── DATA ROWS ──

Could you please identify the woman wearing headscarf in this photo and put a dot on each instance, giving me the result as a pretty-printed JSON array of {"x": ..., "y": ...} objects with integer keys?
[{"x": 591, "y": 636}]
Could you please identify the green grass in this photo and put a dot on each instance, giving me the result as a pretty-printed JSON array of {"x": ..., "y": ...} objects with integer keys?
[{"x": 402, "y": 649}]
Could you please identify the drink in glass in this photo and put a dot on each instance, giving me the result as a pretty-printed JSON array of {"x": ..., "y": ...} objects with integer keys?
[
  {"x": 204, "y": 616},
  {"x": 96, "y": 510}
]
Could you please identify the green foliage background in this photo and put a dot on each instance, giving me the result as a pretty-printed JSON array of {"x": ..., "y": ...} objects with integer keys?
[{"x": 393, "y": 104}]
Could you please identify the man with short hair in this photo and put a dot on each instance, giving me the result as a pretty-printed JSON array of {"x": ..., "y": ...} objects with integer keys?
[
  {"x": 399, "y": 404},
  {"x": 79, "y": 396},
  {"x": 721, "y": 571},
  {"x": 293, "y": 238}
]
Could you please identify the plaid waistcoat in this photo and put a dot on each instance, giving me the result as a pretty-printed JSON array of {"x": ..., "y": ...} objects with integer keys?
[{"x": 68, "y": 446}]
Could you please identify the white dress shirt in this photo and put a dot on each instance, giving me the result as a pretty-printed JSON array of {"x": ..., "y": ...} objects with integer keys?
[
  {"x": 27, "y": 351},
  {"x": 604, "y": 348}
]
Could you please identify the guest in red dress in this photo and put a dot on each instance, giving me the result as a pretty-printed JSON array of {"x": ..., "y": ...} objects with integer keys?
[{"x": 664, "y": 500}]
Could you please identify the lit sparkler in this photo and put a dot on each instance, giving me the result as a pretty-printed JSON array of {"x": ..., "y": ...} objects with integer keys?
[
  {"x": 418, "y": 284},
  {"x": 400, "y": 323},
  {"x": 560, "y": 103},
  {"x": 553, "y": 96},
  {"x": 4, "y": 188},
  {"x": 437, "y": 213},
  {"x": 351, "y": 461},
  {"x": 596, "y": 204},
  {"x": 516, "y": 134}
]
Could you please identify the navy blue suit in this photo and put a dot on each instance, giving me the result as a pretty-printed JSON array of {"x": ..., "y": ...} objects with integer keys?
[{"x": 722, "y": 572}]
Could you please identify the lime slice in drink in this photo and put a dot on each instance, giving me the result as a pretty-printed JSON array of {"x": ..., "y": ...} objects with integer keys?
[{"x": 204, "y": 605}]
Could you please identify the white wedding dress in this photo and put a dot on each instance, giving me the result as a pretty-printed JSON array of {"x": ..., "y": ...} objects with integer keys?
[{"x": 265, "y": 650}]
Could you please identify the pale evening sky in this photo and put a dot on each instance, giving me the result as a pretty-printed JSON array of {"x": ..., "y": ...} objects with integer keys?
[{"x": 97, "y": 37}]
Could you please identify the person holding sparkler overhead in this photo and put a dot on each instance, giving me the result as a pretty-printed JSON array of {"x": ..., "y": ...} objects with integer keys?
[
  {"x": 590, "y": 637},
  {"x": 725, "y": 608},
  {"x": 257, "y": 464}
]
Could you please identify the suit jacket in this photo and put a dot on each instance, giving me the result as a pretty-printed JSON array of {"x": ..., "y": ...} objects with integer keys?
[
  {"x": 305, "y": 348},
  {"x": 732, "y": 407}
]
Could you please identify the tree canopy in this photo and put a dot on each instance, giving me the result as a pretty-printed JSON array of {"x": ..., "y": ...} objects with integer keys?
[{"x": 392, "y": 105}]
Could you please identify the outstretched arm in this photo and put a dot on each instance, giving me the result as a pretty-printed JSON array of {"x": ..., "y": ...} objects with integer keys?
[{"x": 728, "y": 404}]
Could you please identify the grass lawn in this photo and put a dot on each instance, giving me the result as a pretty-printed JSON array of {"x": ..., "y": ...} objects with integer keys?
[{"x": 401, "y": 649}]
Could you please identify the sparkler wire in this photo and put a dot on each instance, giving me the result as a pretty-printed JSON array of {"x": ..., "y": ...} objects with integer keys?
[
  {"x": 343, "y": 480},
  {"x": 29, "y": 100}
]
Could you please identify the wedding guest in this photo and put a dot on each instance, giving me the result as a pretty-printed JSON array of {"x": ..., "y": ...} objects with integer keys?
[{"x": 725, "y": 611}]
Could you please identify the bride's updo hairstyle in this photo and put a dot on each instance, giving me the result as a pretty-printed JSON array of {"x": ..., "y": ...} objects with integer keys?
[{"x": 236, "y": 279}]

───
── DATA ROWS ──

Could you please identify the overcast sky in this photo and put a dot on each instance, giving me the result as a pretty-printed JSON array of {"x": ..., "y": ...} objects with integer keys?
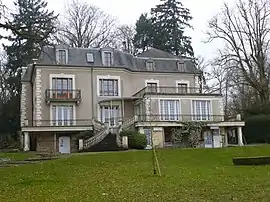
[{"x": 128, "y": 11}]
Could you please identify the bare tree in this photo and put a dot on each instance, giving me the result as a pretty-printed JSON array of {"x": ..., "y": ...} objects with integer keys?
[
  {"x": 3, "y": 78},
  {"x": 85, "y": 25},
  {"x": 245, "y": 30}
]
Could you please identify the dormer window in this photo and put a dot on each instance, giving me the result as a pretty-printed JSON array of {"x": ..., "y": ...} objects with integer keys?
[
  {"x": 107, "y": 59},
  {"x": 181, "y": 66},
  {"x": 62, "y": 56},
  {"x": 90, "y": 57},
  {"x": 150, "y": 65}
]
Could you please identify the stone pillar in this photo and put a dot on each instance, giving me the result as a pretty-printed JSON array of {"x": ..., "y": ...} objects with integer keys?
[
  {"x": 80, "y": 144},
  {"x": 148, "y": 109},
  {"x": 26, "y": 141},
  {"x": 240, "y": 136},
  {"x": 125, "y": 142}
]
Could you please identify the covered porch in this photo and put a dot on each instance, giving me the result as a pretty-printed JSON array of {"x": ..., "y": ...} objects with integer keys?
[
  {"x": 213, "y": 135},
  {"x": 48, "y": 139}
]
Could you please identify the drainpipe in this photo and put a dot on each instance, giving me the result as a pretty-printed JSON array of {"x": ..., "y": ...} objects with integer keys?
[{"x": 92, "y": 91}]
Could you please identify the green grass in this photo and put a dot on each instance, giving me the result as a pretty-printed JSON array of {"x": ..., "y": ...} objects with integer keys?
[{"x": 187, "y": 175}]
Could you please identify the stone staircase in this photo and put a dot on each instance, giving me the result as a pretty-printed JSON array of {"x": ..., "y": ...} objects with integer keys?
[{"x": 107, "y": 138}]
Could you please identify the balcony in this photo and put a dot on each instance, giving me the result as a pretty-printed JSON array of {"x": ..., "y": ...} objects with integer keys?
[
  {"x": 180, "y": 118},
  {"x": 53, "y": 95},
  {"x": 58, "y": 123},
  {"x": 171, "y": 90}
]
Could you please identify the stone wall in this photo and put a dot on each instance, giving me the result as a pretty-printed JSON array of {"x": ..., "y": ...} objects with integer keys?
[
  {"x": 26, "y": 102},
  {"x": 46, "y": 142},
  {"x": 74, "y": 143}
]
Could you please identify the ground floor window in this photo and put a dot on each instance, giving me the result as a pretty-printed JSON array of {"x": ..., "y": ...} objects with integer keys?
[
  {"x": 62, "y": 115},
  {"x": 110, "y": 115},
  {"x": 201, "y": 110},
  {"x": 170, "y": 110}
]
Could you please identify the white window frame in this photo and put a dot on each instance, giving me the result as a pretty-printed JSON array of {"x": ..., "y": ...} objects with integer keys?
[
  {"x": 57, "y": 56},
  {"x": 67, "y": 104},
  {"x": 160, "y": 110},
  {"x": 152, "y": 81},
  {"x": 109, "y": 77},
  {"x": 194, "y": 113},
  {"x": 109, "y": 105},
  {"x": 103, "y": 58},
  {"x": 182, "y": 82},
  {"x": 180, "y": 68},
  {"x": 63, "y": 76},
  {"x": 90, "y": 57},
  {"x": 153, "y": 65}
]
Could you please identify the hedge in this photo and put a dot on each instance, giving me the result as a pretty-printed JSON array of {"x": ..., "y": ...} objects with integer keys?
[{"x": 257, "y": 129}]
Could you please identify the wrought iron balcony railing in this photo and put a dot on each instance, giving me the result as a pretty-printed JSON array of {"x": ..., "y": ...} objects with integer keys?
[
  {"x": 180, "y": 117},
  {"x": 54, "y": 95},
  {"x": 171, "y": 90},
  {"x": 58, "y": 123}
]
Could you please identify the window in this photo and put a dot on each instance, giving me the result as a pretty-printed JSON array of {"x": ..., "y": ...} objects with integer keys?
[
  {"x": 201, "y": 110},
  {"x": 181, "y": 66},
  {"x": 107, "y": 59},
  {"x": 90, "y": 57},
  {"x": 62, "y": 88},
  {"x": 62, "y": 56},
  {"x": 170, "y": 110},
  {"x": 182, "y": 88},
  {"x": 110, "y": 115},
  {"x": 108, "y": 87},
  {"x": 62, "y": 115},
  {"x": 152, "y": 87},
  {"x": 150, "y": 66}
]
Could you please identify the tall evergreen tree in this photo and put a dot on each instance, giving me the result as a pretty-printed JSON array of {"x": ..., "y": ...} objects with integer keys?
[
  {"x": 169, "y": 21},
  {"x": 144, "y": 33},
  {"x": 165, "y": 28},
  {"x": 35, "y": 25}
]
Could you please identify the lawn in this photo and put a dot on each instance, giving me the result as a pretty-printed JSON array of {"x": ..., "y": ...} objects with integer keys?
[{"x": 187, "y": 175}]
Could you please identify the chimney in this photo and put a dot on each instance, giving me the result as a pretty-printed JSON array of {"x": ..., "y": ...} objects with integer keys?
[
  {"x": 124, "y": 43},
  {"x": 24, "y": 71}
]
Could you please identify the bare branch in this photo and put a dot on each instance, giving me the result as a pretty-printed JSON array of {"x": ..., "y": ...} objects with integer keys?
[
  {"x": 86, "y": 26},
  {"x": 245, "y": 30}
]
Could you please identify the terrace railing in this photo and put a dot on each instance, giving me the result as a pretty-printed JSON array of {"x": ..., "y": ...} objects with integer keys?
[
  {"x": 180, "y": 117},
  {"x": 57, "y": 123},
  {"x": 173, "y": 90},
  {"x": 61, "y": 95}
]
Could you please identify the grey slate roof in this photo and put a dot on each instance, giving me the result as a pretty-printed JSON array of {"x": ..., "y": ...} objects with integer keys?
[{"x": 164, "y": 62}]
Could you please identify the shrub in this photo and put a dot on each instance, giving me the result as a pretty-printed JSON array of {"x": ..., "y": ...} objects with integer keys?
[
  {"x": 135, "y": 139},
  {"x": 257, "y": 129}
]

───
── DATA ROWS ──

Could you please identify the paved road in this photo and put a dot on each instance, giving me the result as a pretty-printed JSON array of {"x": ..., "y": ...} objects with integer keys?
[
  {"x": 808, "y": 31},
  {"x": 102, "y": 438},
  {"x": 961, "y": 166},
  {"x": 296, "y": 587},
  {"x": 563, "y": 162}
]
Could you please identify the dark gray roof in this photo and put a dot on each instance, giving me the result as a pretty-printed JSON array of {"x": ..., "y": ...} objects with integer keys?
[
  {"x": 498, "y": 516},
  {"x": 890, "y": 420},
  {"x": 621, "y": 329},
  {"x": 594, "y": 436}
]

───

§ EXERCISE BRIEF: Show every line of the records above that contains the string "railing", copying each such line in full.

§ SOLUTION FOR THIS PROBLEM:
Could you please identify the wrought iron balcony railing in this photo and put a dot on each instance, giving me the result as a pretty-printed JSON array of {"x": ..., "y": ...} objects with integer keys?
Could you please identify the terrace railing in this photo and put a dot on each instance, giving me the result as a pretty-printed JSON array of {"x": ..., "y": ...} objects with integer keys?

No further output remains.